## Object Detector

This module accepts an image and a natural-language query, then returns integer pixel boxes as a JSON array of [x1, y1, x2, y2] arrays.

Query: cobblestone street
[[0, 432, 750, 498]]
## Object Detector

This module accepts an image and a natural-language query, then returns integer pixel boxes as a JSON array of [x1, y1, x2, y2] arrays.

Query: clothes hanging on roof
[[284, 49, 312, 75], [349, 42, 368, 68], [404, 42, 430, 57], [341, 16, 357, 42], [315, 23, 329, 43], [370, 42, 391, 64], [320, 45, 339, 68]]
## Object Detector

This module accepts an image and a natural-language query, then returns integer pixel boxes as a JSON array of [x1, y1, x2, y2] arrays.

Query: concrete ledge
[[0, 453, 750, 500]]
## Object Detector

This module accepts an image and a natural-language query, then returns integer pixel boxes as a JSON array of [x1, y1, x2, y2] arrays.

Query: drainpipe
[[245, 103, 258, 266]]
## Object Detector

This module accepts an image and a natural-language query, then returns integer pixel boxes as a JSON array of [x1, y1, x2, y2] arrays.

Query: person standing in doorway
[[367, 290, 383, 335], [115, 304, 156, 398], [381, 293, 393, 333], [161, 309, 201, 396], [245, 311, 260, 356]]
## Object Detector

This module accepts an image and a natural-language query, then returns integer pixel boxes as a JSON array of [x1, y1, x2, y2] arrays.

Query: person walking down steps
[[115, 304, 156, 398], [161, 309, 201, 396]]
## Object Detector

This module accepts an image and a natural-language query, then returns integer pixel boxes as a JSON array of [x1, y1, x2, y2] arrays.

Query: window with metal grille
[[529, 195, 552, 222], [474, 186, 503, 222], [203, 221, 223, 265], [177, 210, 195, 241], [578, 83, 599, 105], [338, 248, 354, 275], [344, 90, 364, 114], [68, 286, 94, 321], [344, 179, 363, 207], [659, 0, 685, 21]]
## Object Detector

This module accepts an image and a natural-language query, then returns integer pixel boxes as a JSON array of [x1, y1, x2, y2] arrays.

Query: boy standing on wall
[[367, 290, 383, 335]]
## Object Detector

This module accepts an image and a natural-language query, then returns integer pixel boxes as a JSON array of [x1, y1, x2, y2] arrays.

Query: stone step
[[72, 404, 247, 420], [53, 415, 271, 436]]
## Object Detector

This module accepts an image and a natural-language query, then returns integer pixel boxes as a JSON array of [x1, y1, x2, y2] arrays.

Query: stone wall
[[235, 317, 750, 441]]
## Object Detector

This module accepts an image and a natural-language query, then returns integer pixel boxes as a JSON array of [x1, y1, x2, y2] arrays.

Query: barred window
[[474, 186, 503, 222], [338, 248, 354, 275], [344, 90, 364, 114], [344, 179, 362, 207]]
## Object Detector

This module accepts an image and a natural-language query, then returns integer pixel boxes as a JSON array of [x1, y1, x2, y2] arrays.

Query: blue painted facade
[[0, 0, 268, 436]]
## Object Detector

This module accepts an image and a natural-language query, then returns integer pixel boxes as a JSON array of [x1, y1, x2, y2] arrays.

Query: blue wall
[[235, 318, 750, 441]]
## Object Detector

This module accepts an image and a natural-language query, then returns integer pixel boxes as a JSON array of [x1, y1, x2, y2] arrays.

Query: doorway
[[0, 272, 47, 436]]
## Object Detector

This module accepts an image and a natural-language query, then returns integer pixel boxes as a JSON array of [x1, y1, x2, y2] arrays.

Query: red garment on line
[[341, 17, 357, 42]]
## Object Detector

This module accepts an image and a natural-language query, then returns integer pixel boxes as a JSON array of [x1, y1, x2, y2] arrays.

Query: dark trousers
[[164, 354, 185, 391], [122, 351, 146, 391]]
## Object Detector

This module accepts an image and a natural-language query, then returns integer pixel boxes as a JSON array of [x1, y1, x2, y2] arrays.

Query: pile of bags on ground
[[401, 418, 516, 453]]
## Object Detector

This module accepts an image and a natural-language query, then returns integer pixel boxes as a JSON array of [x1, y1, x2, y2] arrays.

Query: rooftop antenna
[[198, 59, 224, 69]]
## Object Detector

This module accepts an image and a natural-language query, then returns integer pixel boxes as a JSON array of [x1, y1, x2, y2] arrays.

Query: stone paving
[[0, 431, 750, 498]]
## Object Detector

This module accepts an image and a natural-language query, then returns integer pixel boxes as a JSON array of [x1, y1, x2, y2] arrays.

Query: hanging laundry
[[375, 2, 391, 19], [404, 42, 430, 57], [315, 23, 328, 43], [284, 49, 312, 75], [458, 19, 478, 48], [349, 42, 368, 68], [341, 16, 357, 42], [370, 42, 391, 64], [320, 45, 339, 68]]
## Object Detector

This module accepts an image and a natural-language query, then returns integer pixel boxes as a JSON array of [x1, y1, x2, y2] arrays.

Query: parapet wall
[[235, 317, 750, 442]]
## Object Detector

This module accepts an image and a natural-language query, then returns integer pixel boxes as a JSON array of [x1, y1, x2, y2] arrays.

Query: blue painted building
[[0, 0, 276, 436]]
::::::
Your goal:
Print every record above exactly as written.

The solution:
## Object Detector

This module accepts an image and a natural-language query, then returns integer pixel boxes as a JSON array of [x1, y1, x2, y2] arrays.

Query: cobblestone street
[[0, 432, 750, 498]]
## Object Detector

This module accepts an image and a natural-language query, then returns integer pixel boxes as a JSON array of [x1, y1, x2, y2] arrays.

Query: clothes hanging on roof
[[284, 49, 312, 75], [349, 42, 368, 68], [404, 42, 430, 57], [341, 16, 357, 42], [315, 23, 329, 43], [370, 42, 391, 64], [320, 45, 339, 68]]
## Object Detector

This module accepts an image and a natural-language query, then returns integer pixel boxes as a JSON array of [x1, y1, x2, y2] arrays.

Query: concrete ledge
[[0, 453, 750, 500]]
## Object Detector

This module accepts an image and a natural-language query, then returns integer pixel boxes as a JSON array of [x1, y1, x2, y2] arrays.

Query: drainpipe
[[245, 103, 258, 266]]
## Object Detector

This module accepts an image and a natural-language query, then returns integer pixel boxes as a JSON array of [x1, y1, x2, y2] arrays.

Query: person standing in doorway
[[367, 290, 383, 335], [115, 304, 156, 398], [381, 293, 393, 333], [161, 309, 201, 396], [245, 311, 260, 356]]
## Object Detector

This module accepts an image and a natural-language query, then returns integer pixel boxes as a JSON array of [x1, y1, x2, y2] arrays.

Query: person walking down steps
[[115, 304, 156, 398], [161, 309, 201, 396]]
## Object Detector

This module accepts an image and a natural-language query, then returns integer pixel boxes as a JSON array of [x1, y1, x2, y2] arrays.

Query: window with metal grille
[[529, 195, 552, 222], [474, 186, 503, 222], [203, 221, 223, 265], [177, 210, 195, 241], [578, 83, 599, 105], [338, 248, 354, 275], [344, 90, 364, 114], [68, 286, 94, 321], [344, 179, 363, 207], [659, 0, 685, 21]]
## Object Detector

This module accepts an image and a natural-language query, then returns integer pixel boxes as a JSON array of [x1, y1, x2, y2] arrays.

Query: boy standing on wall
[[367, 290, 383, 335]]
## Object Detector

This module accepts an image and a natural-language query, then returns integer pixel boxes as a JSON array of [x1, y1, x2, y2] arrays.

Query: stone step
[[72, 404, 247, 420], [53, 415, 271, 436]]
## Object Detector

This module accepts an image and a natural-language query, then returns integer pixel boxes as a JSON array of [x1, y1, x2, y2] arrays.

Query: stone wall
[[235, 317, 750, 441]]
## Object Detector

This module accepts an image and a natural-language query, then returns integer pixel boxes as a JSON array of [x1, y1, x2, y2] arrays.

Query: barred window
[[474, 186, 503, 222], [338, 248, 354, 275], [344, 90, 364, 114], [344, 179, 362, 207]]
## Object Detector

This module accepts an image and a natural-language query, then returns integer pixel boxes as a JSON array of [x1, y1, x2, y2] arrays.

Query: blue painted facade
[[0, 0, 268, 436]]
## Object Detector

This module accepts an image and a natural-language query, then returns integer pixel boxes as a JSON array of [x1, y1, x2, y2] arrays.

Query: blue wall
[[235, 318, 750, 441]]
## Object Detector

This module accepts an image and a natural-language query, then returns integer pixel boxes as a JSON array of [x1, y1, x2, y2] arrays.

Query: doorway
[[0, 272, 47, 436]]
## Object Detector

This module accepts an image and a natural-language query, then returns integer pixel boxes as a JSON array of [x1, y1, x2, y2] arrays.

Query: red garment on line
[[341, 17, 357, 42]]
## Object Detector

This module accepts an image and a natural-language query, then returns integer pixel boxes as a JSON array of [x1, y1, x2, y2] arrays.

Query: dark trousers
[[164, 354, 185, 391], [122, 351, 146, 391]]
## Object Detector

This module accepts an image and a natural-language query, then returns integer pixel boxes as a JSON array of [x1, y1, x2, y2] arrays.

Query: pile of bags on ground
[[401, 418, 516, 453]]
## Object Detector

This module accepts an image and a natural-language query, then returns integer pixel boxes as a JSON array of [x1, y1, x2, y2] arrays.

Query: rooftop antenna
[[198, 59, 224, 69]]
## Object Detector

This module accepts an image and a natural-language query, then returns integer pixel boxes as a JSON array of [x1, y1, x2, y2] arrays.

Query: stone paving
[[0, 431, 750, 498]]
## Object Detector

This module accepts an image and a natural-language query, then returns integer pixel boxes as a JSON array of [x1, y1, x2, y2] arrays.

Query: hanging laundry
[[375, 2, 391, 19], [404, 42, 430, 57], [315, 23, 328, 43], [284, 49, 312, 75], [458, 19, 478, 48], [349, 42, 368, 68], [341, 16, 357, 42], [370, 42, 391, 64], [320, 45, 339, 68]]
## Object Detector

This module accepts an image and a natural-language query, then returns integer pixel boxes as a JSON array of [x1, y1, x2, y2] arrays.

Query: parapet wall
[[235, 317, 750, 442]]
## Object Detector

This module accepts an image and a natural-language query, then returns integer pixel boxes as a JSON array of [x1, y1, x2, y2] arrays.

Query: blue painted building
[[0, 0, 276, 436]]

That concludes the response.